TEXTO PARA LEER:
<<<<

Abu Ghraib no es novedad

A medida que el mundo se ve inundado de nuevas imágenes de la degradación a que han sido sometidos los prisioneros iraquíes, muchos de quienes las han visto se sienten tan indignados como furiosos. ¿Cómo es posible que soldados estadounidenses comunes y corrientes, hayan seguido órdenes o actuado por su cuenta, parezcan tan despreocupados, o incluso entusiasmados, ante sus brutales conductas?

No hay duda de que la crisis se ha precipitado en parte gracias a los interrogadores de la inteligencia militar, que han actuando con un celo absolutamente excesivo, y también a la actitud despótica y arbitraria de la Administración Bush hacia la ley internacional. Pero pocos comentaristas han puesto suficiente atención sobre el sitio de este macabro teatro de operaciones... no un campo de batalla, sino una prisión.

>>>>

DATOS PROPORCIONADOS:
<<<<

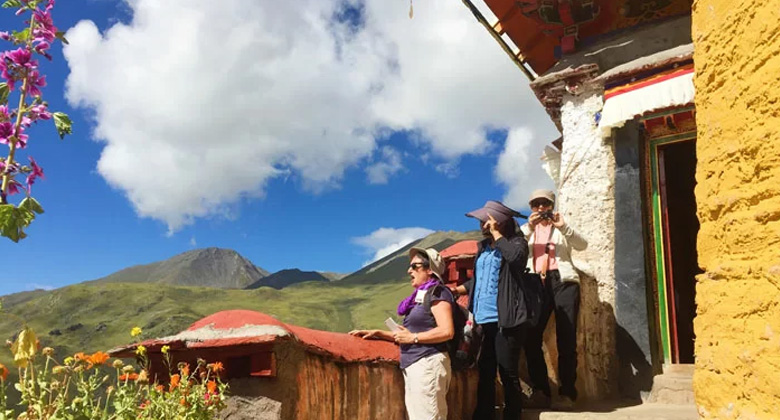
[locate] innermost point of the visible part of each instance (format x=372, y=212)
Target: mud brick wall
x=737, y=56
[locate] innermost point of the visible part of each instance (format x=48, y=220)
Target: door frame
x=661, y=242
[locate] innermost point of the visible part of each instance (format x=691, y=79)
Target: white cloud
x=388, y=164
x=519, y=168
x=200, y=111
x=384, y=241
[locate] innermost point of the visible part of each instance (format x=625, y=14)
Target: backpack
x=535, y=297
x=464, y=346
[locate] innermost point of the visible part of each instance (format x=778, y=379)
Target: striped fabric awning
x=663, y=90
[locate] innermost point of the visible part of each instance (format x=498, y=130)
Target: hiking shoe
x=564, y=403
x=536, y=399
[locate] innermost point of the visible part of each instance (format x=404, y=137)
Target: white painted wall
x=586, y=199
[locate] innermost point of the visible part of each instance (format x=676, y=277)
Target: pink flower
x=14, y=187
x=37, y=172
x=6, y=131
x=35, y=82
x=37, y=112
x=20, y=57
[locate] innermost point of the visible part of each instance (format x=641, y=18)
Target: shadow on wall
x=608, y=359
x=635, y=374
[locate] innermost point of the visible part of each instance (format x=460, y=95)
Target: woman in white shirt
x=550, y=241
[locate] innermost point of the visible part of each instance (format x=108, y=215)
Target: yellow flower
x=24, y=347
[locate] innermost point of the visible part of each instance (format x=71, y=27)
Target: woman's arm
x=572, y=237
x=444, y=330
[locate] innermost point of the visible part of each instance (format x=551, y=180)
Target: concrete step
x=674, y=386
x=639, y=412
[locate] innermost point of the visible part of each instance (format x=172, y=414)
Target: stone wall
x=737, y=46
x=586, y=199
x=309, y=386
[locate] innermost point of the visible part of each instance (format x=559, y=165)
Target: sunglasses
x=417, y=266
x=538, y=203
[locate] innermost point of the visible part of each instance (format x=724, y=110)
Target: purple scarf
x=407, y=304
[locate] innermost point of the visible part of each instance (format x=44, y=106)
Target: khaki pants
x=426, y=383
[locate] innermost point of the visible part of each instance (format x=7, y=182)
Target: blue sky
x=285, y=132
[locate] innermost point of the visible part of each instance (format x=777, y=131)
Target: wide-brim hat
x=497, y=209
x=436, y=263
x=546, y=194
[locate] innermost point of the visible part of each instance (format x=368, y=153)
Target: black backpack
x=533, y=293
x=464, y=346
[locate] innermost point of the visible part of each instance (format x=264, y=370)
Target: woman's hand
x=558, y=220
x=365, y=334
x=403, y=336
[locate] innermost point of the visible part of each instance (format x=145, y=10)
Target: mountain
x=393, y=267
x=333, y=276
x=209, y=267
x=284, y=278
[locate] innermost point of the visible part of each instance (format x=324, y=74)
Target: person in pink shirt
x=550, y=241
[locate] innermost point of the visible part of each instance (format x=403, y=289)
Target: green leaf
x=12, y=3
x=32, y=205
x=23, y=36
x=61, y=36
x=13, y=220
x=4, y=92
x=63, y=123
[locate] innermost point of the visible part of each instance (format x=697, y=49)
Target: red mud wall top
x=545, y=29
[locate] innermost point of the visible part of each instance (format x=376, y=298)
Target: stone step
x=674, y=386
x=639, y=412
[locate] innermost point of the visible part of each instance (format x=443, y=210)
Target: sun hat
x=546, y=194
x=497, y=209
x=436, y=263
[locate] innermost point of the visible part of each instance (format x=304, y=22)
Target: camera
x=546, y=215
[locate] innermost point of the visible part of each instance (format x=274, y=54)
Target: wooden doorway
x=675, y=226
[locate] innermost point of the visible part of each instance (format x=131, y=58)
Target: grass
x=91, y=317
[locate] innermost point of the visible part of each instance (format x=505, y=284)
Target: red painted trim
x=647, y=82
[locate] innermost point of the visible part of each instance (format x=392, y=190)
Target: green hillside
x=99, y=315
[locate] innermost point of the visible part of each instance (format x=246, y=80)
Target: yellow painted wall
x=737, y=44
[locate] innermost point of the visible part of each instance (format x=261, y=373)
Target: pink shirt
x=541, y=236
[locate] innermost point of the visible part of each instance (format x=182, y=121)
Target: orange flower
x=129, y=377
x=99, y=358
x=175, y=381
x=185, y=370
x=216, y=367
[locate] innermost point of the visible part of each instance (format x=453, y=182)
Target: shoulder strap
x=543, y=273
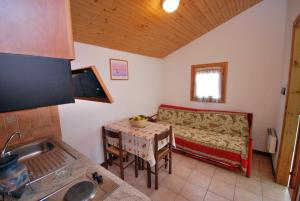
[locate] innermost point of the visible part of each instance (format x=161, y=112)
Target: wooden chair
x=116, y=151
x=163, y=153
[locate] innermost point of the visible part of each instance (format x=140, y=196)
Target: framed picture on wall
x=118, y=69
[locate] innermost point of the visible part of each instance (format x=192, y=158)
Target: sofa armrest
x=153, y=118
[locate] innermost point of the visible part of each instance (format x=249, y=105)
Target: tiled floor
x=193, y=180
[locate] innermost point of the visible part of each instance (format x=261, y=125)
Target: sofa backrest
x=217, y=121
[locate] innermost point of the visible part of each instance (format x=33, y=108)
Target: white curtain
x=208, y=85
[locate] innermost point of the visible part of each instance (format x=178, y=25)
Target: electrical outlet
x=283, y=89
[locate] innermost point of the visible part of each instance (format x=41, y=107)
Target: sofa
x=219, y=137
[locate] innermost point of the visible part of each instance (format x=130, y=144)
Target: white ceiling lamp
x=170, y=5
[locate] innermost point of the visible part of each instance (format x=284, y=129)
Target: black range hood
x=31, y=81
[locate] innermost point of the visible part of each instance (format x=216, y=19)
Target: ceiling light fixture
x=170, y=5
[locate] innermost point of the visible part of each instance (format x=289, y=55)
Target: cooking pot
x=13, y=175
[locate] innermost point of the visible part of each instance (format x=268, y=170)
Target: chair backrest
x=159, y=137
x=111, y=134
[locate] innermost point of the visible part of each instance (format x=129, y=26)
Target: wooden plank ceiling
x=142, y=27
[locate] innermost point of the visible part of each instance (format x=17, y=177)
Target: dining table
x=139, y=141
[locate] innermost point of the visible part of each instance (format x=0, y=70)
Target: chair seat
x=163, y=152
x=115, y=151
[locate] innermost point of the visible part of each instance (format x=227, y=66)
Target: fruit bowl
x=138, y=121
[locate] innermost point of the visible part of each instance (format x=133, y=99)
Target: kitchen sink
x=33, y=149
x=42, y=157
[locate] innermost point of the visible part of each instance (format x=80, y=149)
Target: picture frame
x=118, y=69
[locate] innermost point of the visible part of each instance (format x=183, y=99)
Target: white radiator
x=272, y=141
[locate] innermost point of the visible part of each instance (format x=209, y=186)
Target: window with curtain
x=208, y=82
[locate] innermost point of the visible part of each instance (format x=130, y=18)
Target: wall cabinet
x=36, y=27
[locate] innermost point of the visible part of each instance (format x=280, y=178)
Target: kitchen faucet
x=7, y=142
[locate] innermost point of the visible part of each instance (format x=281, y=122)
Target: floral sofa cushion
x=225, y=123
x=227, y=142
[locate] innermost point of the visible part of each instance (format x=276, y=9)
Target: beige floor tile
x=205, y=168
x=163, y=194
x=131, y=179
x=181, y=171
x=255, y=174
x=243, y=195
x=173, y=183
x=222, y=189
x=275, y=191
x=141, y=185
x=268, y=199
x=213, y=197
x=192, y=192
x=225, y=175
x=188, y=163
x=267, y=176
x=180, y=198
x=200, y=179
x=249, y=184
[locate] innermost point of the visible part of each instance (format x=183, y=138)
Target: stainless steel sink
x=42, y=157
x=33, y=149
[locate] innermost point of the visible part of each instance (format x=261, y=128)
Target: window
x=208, y=82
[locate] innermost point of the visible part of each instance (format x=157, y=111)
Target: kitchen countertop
x=80, y=167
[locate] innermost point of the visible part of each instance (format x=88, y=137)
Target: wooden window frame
x=221, y=65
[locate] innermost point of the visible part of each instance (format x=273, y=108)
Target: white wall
x=141, y=94
x=293, y=10
x=252, y=43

>>>>

ACCIONES REQUERIDAS:
- 1) Cite literalmente el pasaje del texto sobre Abu Ghraib que comienza en "Abu Ghraib no" y concluye en "sus brutales conductas?".
- 2) Redacte la continuación del texto sobre Abu Ghraib a partir de su última oración.
No es necesario consultar el material para esta actividad.

RESPUESTAS DE LA ACTIVIDAD:
- 1)
Abu Ghraib no es novedad

A medida que el mundo se ve inundado de nuevas imágenes de la degradación a que han sido sometidos los prisioneros iraquíes, muchos de quienes las han visto se sienten tan indignados como furiosos. ¿Cómo es posible que soldados estadounidenses comunes y corrientes, hayan seguido órdenes o actuado por su cuenta, parezcan tan despreocupados, o incluso entusiasmados, ante sus brutales conductas?

- 2)
Los expertos en prisiones se encuentran, a lo menos, sorprendidos por los grotescos informes filtrados desde Abu Ghraib. Reconocen que las prisiones, como instutuciones particularmente divisivas y autoritarias, con regularidad dan origen a conductas que al resto del mundo le parecen depravadas, pero que se convierten en aceptables (e incluso normales) tras los barrotes. De hecho, algunos de los escándalos en prisiones que han recibido mayor publicidad han surgido en los Estados Unidos, que encarcela a más gente en términos absolutos y per cápita que cualquier otro país del mundo.